Word for word, retype each record shown below.
^^^^^^^^
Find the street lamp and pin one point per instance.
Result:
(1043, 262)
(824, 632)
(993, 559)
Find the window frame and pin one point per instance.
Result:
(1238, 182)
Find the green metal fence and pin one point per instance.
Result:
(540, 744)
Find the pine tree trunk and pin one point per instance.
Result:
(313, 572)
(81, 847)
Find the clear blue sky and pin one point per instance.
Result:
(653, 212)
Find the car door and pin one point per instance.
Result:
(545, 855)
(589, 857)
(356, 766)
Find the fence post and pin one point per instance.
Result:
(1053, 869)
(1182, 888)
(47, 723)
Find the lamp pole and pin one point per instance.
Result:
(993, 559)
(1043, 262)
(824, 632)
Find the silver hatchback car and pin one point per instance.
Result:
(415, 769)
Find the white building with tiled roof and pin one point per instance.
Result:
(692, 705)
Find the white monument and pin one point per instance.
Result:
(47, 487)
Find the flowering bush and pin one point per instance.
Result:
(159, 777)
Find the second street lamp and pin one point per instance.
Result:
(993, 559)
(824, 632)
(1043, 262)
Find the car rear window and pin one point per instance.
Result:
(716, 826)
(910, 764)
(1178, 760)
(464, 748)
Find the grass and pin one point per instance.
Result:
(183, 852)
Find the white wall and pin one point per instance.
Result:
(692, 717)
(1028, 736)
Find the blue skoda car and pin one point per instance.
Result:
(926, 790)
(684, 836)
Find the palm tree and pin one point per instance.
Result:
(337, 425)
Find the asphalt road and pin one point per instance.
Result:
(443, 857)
^^^^^^^^
PROBLEM SOLUTION:
Find the street lamp and pin one point per instance.
Result:
(1043, 262)
(824, 632)
(993, 559)
Find the window frame and pin one point per instance.
Result:
(1238, 182)
Find the green metal fence and pin one point per instance.
Result:
(540, 744)
Find the pine tree trunk and pin one point per instance.
Result:
(313, 572)
(81, 847)
Find the clear blue sky and pin one point per instance.
Result:
(653, 212)
Find the car door and pin one point per instance.
Result:
(545, 855)
(589, 857)
(356, 766)
Find the fence post and pin one point per instance.
Result:
(1053, 869)
(1182, 888)
(47, 723)
Find the lamp pole and pin one point per instance.
Result:
(993, 559)
(1043, 262)
(824, 632)
Find the silver hatchback car and pin one point per instance.
Result:
(415, 769)
Find the white building with tiled roof and pin one point per instance.
Result:
(692, 705)
Find the white monument and pin one point per instance.
Result:
(47, 487)
Find the flowering bush and pin one point per instance.
Result:
(159, 777)
Find the second street lamp and pin one point per instance.
Result:
(993, 559)
(824, 632)
(1043, 262)
Find the car rear window and pin one point per instance.
Result:
(716, 826)
(910, 764)
(1178, 760)
(464, 748)
Find the grass and pin one point per instance.
Result:
(183, 852)
Find the white wall and pin one point per instance.
Result:
(692, 717)
(1028, 736)
Find the blue skoda car and pin one point per instance.
Result:
(926, 790)
(684, 836)
Find the palm tree and pin one point per instance.
Result:
(337, 425)
Find the asphalt road and pin one point per instance.
Result:
(443, 857)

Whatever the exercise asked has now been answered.